What to work on:
Could you please retype exactly the lines from the start of the records below through the line that contains "outline <item>tree</item>", both included, and leave out the pictures?
(Provided information)
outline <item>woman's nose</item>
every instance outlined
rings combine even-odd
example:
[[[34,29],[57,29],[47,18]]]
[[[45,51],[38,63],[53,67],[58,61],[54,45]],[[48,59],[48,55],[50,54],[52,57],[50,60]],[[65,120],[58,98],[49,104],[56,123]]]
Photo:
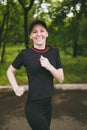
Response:
[[[41,33],[40,33],[40,32],[37,32],[37,35],[39,36],[39,35],[41,35]]]

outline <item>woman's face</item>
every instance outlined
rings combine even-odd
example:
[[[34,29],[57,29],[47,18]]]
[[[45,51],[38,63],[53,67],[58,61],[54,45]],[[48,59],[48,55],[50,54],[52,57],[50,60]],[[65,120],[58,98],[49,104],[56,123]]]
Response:
[[[44,47],[47,37],[47,30],[40,24],[35,25],[30,34],[30,39],[33,40],[34,47]]]

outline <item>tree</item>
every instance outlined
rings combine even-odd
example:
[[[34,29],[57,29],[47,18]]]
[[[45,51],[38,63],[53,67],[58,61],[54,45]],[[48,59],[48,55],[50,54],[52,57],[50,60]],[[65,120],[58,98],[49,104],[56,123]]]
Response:
[[[5,45],[6,45],[6,40],[4,40],[4,38],[6,39],[6,37],[7,37],[8,19],[9,19],[9,4],[7,4],[6,11],[3,13],[2,25],[0,27],[1,62],[4,61]],[[4,26],[6,26],[5,32],[4,32]],[[4,35],[3,35],[3,33],[4,33]]]
[[[23,0],[19,0],[19,3],[24,11],[24,32],[25,32],[24,37],[25,37],[25,46],[27,48],[28,47],[28,12],[32,8],[34,0],[30,0],[30,3],[27,2],[27,0],[26,2]],[[20,37],[20,34],[21,34],[20,29],[22,29],[23,27],[23,26],[20,27],[20,25],[22,25],[23,20],[21,21],[21,24],[19,25],[18,25],[18,22],[21,20],[19,19],[19,17],[21,18],[23,15],[22,13],[20,13],[21,8],[17,1],[14,2],[14,0],[7,0],[5,4],[1,3],[0,6],[2,7],[0,10],[0,22],[1,22],[0,48],[1,48],[1,61],[4,61],[6,43],[16,42],[16,40],[19,39]],[[19,12],[16,13],[17,11]],[[22,31],[22,35],[23,35],[23,31]]]
[[[87,19],[87,2],[86,0],[63,0],[62,2],[55,0],[51,5],[49,14],[52,20],[52,26],[55,29],[54,31],[60,35],[58,37],[62,42],[64,39],[67,40],[67,43],[70,42],[73,50],[72,55],[76,57],[78,55],[78,49],[80,49],[78,46],[79,38],[81,37],[81,19],[82,17]],[[66,44],[66,47],[68,45]],[[65,48],[65,45],[62,43],[63,46]]]
[[[24,30],[25,30],[25,45],[26,48],[29,46],[28,42],[28,12],[33,6],[35,0],[30,0],[30,4],[25,0],[18,0],[24,11]]]

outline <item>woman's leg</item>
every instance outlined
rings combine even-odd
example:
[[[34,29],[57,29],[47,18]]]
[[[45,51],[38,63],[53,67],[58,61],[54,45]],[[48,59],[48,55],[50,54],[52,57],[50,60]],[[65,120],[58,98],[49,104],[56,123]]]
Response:
[[[27,102],[25,114],[32,130],[50,130],[51,100]]]

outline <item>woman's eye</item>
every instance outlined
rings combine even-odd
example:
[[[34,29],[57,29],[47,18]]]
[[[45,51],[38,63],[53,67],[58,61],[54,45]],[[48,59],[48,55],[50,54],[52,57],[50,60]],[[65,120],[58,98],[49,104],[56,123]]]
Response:
[[[44,32],[44,30],[41,30],[41,32]]]
[[[40,30],[39,32],[44,32],[44,30]],[[38,33],[38,31],[33,31],[32,33]]]
[[[33,31],[33,33],[37,33],[36,31]]]

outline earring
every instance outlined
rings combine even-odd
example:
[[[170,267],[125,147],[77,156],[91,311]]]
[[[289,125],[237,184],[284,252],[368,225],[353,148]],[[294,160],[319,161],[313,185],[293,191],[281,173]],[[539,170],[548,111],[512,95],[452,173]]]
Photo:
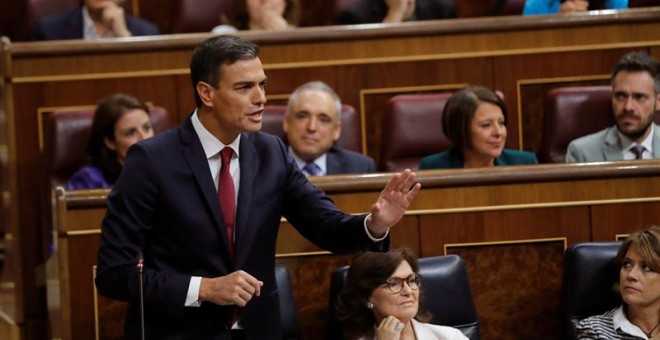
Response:
[[[367,308],[374,309],[374,304],[371,301],[367,301]]]

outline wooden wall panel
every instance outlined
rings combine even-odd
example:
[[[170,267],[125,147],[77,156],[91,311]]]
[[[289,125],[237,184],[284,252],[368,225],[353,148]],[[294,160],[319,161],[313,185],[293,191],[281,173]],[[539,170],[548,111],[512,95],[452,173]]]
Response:
[[[564,249],[561,239],[448,247],[467,266],[482,339],[561,338]]]
[[[524,106],[519,103],[529,99],[521,98],[519,84],[523,81],[608,74],[616,59],[633,49],[648,49],[657,57],[659,18],[660,9],[643,9],[598,16],[481,18],[239,34],[262,47],[264,67],[272,78],[268,91],[273,101],[285,98],[298,82],[318,77],[335,86],[346,103],[370,116],[366,108],[382,112],[378,105],[386,99],[369,93],[372,89],[403,88],[401,92],[410,92],[406,88],[482,83],[503,91],[511,111],[524,117],[526,112],[519,111]],[[186,117],[194,106],[188,80],[190,54],[208,37],[190,34],[103,42],[3,42],[0,62],[11,187],[7,196],[11,199],[10,215],[16,217],[9,228],[17,244],[16,258],[21,260],[14,273],[21,293],[12,308],[20,311],[21,325],[36,338],[47,332],[43,320],[45,289],[39,277],[43,276],[50,242],[46,235],[48,214],[35,214],[49,203],[49,188],[39,167],[39,109],[88,105],[108,92],[125,90]],[[361,91],[374,97],[361,95]],[[535,138],[538,131],[533,129],[539,120],[516,119],[518,122],[511,121],[509,134]],[[524,126],[525,122],[530,127]],[[366,135],[371,136],[367,144],[374,145],[369,152],[376,157],[379,128],[377,122],[365,126]],[[507,145],[521,143],[513,140]],[[465,197],[461,202],[470,199]]]
[[[660,187],[654,187],[653,190],[658,192]],[[615,203],[594,206],[591,208],[591,220],[595,226],[591,239],[615,241],[617,235],[660,225],[660,203]]]
[[[392,228],[391,245],[409,247],[424,257],[462,256],[484,338],[555,338],[561,334],[559,288],[565,246],[590,241],[592,235],[629,232],[620,223],[604,223],[624,221],[628,213],[652,211],[643,221],[660,218],[655,213],[660,211],[659,164],[634,164],[638,165],[621,162],[420,172],[423,190],[408,215]],[[340,208],[361,213],[369,210],[388,178],[387,174],[327,176],[312,181],[329,192]],[[85,335],[93,332],[93,324],[81,321],[78,314],[94,315],[82,311],[93,308],[86,302],[95,300],[89,268],[96,259],[98,241],[93,239],[99,235],[107,193],[67,192],[57,201],[61,245],[57,254],[62,270],[49,282],[69,288],[60,291],[62,304],[52,308],[62,309],[63,322],[86,327]],[[350,256],[320,252],[291,226],[282,225],[277,262],[291,272],[307,338],[323,338],[330,273],[349,261]],[[72,292],[78,296],[67,295]],[[78,313],[67,317],[71,315],[66,311],[67,301],[74,301],[70,306],[74,305]],[[97,301],[103,338],[116,338],[123,305],[103,298]],[[533,322],[520,324],[520,320],[528,319]]]
[[[454,243],[566,238],[590,239],[588,207],[521,208],[457,212],[420,217],[422,256],[445,253]],[[533,226],[533,227],[532,227]]]
[[[515,96],[505,96],[512,118],[507,128],[510,134],[522,137],[518,141],[508,138],[507,145],[517,147],[522,145],[525,150],[538,150],[542,131],[544,93],[533,90],[527,92],[528,85],[553,83],[553,86],[562,86],[581,79],[590,80],[584,78],[594,76],[607,79],[619,58],[633,49],[607,49],[597,52],[559,50],[495,58],[493,67],[495,87],[502,90],[505,95],[515,94]],[[520,129],[522,133],[518,135],[516,132]]]

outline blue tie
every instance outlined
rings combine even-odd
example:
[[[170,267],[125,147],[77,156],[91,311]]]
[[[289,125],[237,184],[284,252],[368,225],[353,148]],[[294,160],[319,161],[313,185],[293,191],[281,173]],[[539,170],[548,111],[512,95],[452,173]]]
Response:
[[[313,162],[305,164],[303,170],[309,174],[309,176],[318,176],[321,174],[321,168]]]

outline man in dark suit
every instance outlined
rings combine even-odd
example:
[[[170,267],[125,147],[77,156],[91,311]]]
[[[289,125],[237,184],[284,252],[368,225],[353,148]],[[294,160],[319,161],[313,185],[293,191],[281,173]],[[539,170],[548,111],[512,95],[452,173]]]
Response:
[[[152,23],[126,15],[123,0],[85,0],[82,7],[37,20],[32,40],[100,39],[157,35]]]
[[[256,45],[217,36],[193,52],[197,109],[133,145],[108,196],[96,287],[128,301],[137,338],[144,254],[148,339],[281,339],[275,241],[282,216],[333,252],[384,250],[419,192],[392,176],[368,215],[348,215],[307,181],[280,139],[262,133],[266,75]],[[216,189],[217,188],[217,189]]]
[[[339,13],[339,22],[356,25],[455,17],[453,0],[360,0]]]
[[[312,81],[289,97],[282,121],[289,152],[307,176],[376,171],[371,157],[333,144],[341,135],[341,100],[327,84]]]

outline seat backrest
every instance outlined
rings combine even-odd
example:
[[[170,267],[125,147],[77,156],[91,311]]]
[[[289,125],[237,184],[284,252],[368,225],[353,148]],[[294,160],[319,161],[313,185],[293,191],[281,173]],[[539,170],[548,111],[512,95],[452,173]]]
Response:
[[[172,33],[211,32],[229,15],[233,0],[180,0]]]
[[[629,0],[628,7],[655,7],[660,6],[660,1],[658,0]]]
[[[505,0],[505,4],[496,15],[522,15],[525,0]]]
[[[293,297],[291,276],[286,267],[275,265],[275,281],[280,299],[280,318],[282,323],[283,339],[301,339],[300,323],[298,322],[298,308]]]
[[[433,316],[429,323],[458,328],[469,339],[480,339],[479,320],[463,260],[458,255],[447,255],[421,258],[418,263],[423,289],[420,308]],[[346,285],[348,269],[349,266],[340,267],[330,278],[327,339],[342,338],[335,305]]]
[[[563,163],[568,144],[614,125],[610,86],[555,88],[545,96],[541,163]]]
[[[621,305],[612,286],[618,282],[616,253],[621,242],[571,245],[564,256],[562,304],[567,339],[575,339],[575,326],[589,316]]]
[[[154,132],[174,126],[163,107],[149,109]],[[51,186],[64,185],[69,177],[87,163],[87,143],[94,118],[94,108],[62,110],[51,113],[46,121],[44,155]]]
[[[451,92],[390,98],[383,122],[381,169],[416,169],[420,160],[451,147],[442,132],[442,110]]]
[[[286,105],[266,105],[261,130],[280,137],[286,143],[286,135],[282,129],[282,119],[284,119],[285,114]],[[341,136],[339,136],[335,145],[362,153],[362,123],[360,115],[355,112],[351,105],[342,105]]]

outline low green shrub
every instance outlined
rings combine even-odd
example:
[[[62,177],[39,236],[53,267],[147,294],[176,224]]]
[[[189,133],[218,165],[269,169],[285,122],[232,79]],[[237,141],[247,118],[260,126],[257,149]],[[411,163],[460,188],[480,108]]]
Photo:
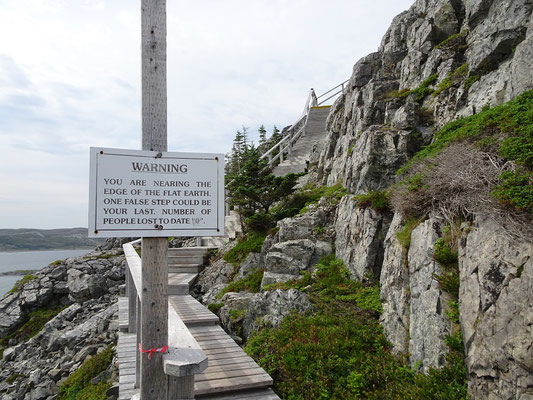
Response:
[[[405,99],[410,94],[410,92],[411,91],[408,88],[402,90],[393,90],[384,96],[384,100],[392,101],[394,99]]]
[[[484,108],[478,114],[459,118],[446,124],[435,134],[435,140],[424,147],[402,168],[398,174],[407,173],[421,161],[434,157],[451,143],[487,136],[508,136],[522,143],[522,146],[509,146],[515,151],[510,152],[504,146],[503,152],[511,160],[527,160],[527,154],[533,146],[533,90],[522,93],[516,99],[494,108]],[[509,142],[508,142],[509,143]],[[525,161],[524,161],[525,162]],[[524,164],[526,167],[527,165]]]
[[[18,378],[22,378],[24,375],[21,375],[21,374],[12,374],[12,375],[9,375],[9,377],[6,379],[6,382],[11,384],[13,382],[15,382]]]
[[[425,79],[420,86],[418,86],[415,89],[402,89],[402,90],[393,90],[389,93],[387,93],[383,99],[385,101],[392,101],[395,99],[405,99],[409,95],[414,95],[414,100],[416,102],[421,103],[427,96],[429,96],[431,93],[433,93],[433,89],[431,88],[432,85],[437,82],[438,75],[434,74]]]
[[[113,346],[87,359],[59,387],[58,400],[105,400],[110,383],[91,384],[91,379],[105,371],[113,360]]]
[[[246,236],[239,239],[238,243],[224,254],[224,260],[232,264],[240,264],[243,262],[248,254],[260,253],[266,234],[258,232],[250,232]]]
[[[402,182],[403,183],[403,182]],[[421,189],[424,189],[424,174],[421,172],[418,172],[411,176],[407,181],[405,181],[405,185],[407,186],[407,190],[410,192],[417,192]]]
[[[96,254],[96,255],[89,255],[89,256],[84,256],[83,259],[84,260],[107,260],[111,257],[116,257],[116,254],[113,254],[113,253],[101,253],[101,254]]]
[[[441,92],[448,90],[452,86],[455,86],[463,82],[468,76],[469,67],[468,64],[463,64],[457,67],[454,71],[450,72],[446,78],[437,86],[437,89],[433,92],[433,97],[438,96]]]
[[[396,238],[400,245],[405,249],[409,250],[411,245],[411,233],[413,230],[422,222],[419,218],[409,218],[405,221],[403,229],[400,232],[396,233]]]
[[[442,274],[436,274],[435,279],[439,282],[440,287],[447,293],[459,296],[459,271],[448,270]]]
[[[533,173],[506,171],[500,178],[502,183],[492,191],[494,197],[517,210],[533,214]]]
[[[455,265],[458,262],[457,252],[453,251],[444,238],[439,238],[433,247],[435,261],[443,266]]]
[[[389,192],[386,190],[371,190],[368,193],[355,196],[358,201],[357,207],[371,207],[376,211],[385,211],[390,209]]]
[[[433,93],[434,90],[431,88],[431,86],[434,85],[435,82],[437,82],[437,79],[437,74],[431,75],[429,78],[424,80],[424,82],[422,82],[419,87],[411,90],[409,94],[415,95],[415,101],[419,103],[422,102],[427,96]]]
[[[477,74],[472,74],[468,78],[466,78],[466,80],[465,80],[465,89],[466,90],[470,90],[472,85],[474,83],[476,83],[477,81],[479,81],[479,78],[481,78],[481,77],[479,75],[477,75]]]
[[[30,312],[26,316],[26,322],[17,330],[8,336],[0,339],[0,346],[6,347],[11,339],[15,339],[17,343],[23,343],[35,335],[37,335],[43,326],[59,314],[65,307],[59,308],[41,308]]]
[[[468,30],[463,30],[459,33],[454,33],[453,35],[448,36],[442,42],[435,46],[436,49],[452,49],[464,51],[464,41],[468,35]]]
[[[7,293],[18,292],[22,288],[22,286],[24,286],[28,282],[33,281],[34,279],[37,279],[35,275],[24,275],[22,279],[19,279],[18,281],[15,282],[15,285],[13,286],[13,288]]]
[[[450,300],[448,305],[450,309],[446,311],[446,316],[454,324],[459,324],[459,303],[457,301]]]
[[[456,230],[446,229],[443,237],[437,239],[433,246],[433,258],[443,268],[442,274],[435,275],[440,287],[445,292],[459,296],[459,257],[455,250]]]
[[[375,312],[379,287],[349,275],[341,260],[322,258],[314,278],[286,283],[302,287],[306,280],[313,311],[250,337],[245,351],[274,378],[276,393],[305,400],[466,399],[462,358],[454,353],[445,367],[417,374],[390,352]]]
[[[368,286],[361,288],[355,294],[355,302],[363,310],[374,310],[378,313],[383,312],[383,307],[381,307],[379,286]]]
[[[245,315],[246,315],[246,310],[235,310],[235,309],[229,310],[229,319],[231,323],[233,324],[241,321]]]
[[[305,288],[313,283],[313,278],[311,276],[311,272],[309,271],[303,271],[302,276],[291,279],[287,282],[278,282],[278,283],[272,283],[270,285],[266,285],[263,289],[265,291],[271,291],[276,289],[281,290],[289,290],[289,289],[298,289],[298,290],[305,290]]]
[[[224,307],[224,303],[211,303],[207,305],[207,309],[211,311],[212,313],[217,313],[218,310],[220,310],[222,307]]]
[[[221,290],[217,295],[217,299],[220,299],[228,292],[251,292],[258,293],[261,290],[261,281],[265,270],[258,268],[248,276],[245,276],[238,281],[231,282],[228,286]]]

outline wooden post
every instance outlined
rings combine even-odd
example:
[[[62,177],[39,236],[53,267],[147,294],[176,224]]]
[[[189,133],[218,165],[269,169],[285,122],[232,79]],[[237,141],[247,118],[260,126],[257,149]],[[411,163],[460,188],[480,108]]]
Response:
[[[168,392],[172,393],[173,400],[194,399],[194,375],[169,376]]]
[[[142,149],[167,151],[166,0],[141,0]],[[141,347],[168,344],[168,242],[142,240]],[[163,355],[141,355],[141,400],[167,398]]]
[[[136,302],[135,309],[137,310],[137,315],[135,321],[137,322],[137,326],[135,327],[135,332],[137,333],[137,343],[141,343],[141,300],[139,296],[137,296]],[[135,387],[141,387],[141,353],[138,351],[135,353]]]

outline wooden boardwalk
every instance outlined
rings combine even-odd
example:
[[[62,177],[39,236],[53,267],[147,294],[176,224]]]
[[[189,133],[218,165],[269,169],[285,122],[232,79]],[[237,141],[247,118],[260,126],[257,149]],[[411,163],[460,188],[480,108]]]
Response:
[[[169,302],[208,357],[207,369],[195,376],[194,391],[202,400],[275,400],[272,378],[246,355],[224,330],[218,317],[190,295],[169,295]],[[119,400],[129,400],[135,388],[136,335],[126,333],[128,302],[119,298]]]

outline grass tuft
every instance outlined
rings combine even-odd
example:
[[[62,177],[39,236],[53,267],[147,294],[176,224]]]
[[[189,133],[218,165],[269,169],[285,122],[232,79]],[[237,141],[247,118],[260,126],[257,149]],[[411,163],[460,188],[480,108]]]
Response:
[[[8,294],[18,292],[22,286],[24,286],[26,283],[33,281],[34,279],[37,279],[35,275],[24,275],[22,279],[15,282],[15,285],[13,288],[7,292]]]
[[[224,254],[224,260],[234,265],[239,265],[248,257],[248,254],[261,252],[265,238],[266,235],[263,233],[248,233],[246,236],[240,238],[238,243],[230,251]]]
[[[389,192],[386,190],[371,190],[368,193],[355,196],[358,201],[357,207],[371,207],[376,211],[385,211],[390,209]]]
[[[113,346],[86,360],[59,387],[58,400],[105,400],[110,383],[91,383],[101,372],[105,371],[113,360]]]
[[[287,399],[466,399],[463,359],[418,374],[391,354],[379,325],[379,287],[349,279],[341,260],[324,257],[302,287],[313,312],[293,313],[279,328],[255,332],[245,351],[274,378]]]
[[[251,292],[259,293],[261,290],[261,281],[263,280],[263,274],[265,270],[262,268],[256,269],[248,276],[245,276],[238,281],[231,282],[228,286],[220,291],[217,295],[217,299],[220,299],[228,292]]]

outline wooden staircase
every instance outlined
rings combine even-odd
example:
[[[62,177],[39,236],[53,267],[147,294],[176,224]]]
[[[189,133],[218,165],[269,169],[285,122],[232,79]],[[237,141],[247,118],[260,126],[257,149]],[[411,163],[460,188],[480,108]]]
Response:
(End Provided information)
Result below:
outline <item>woman's nose</item>
every instance outlined
rings combine even-odd
example:
[[[34,29],[57,29],[47,18]]]
[[[45,51],[38,63],[53,67],[58,61],[54,45]],[[48,59],[48,55],[50,54],[52,57],[50,60]],[[65,120],[58,98],[49,104],[56,123]]]
Photo:
Response:
[[[41,33],[40,33],[40,32],[37,32],[37,35],[39,36],[39,35],[41,35]]]

outline <item>woman's face</item>
every instance outlined
rings combine even-odd
example:
[[[34,29],[57,29],[47,18]]]
[[[45,51],[38,63],[53,67],[58,61],[54,45]],[[48,59],[48,55],[50,54],[52,57],[50,60]],[[65,120],[58,98],[49,104],[56,123]]]
Response:
[[[44,47],[47,37],[47,30],[40,24],[35,25],[30,34],[30,39],[33,40],[34,47]]]

outline <item>tree</item>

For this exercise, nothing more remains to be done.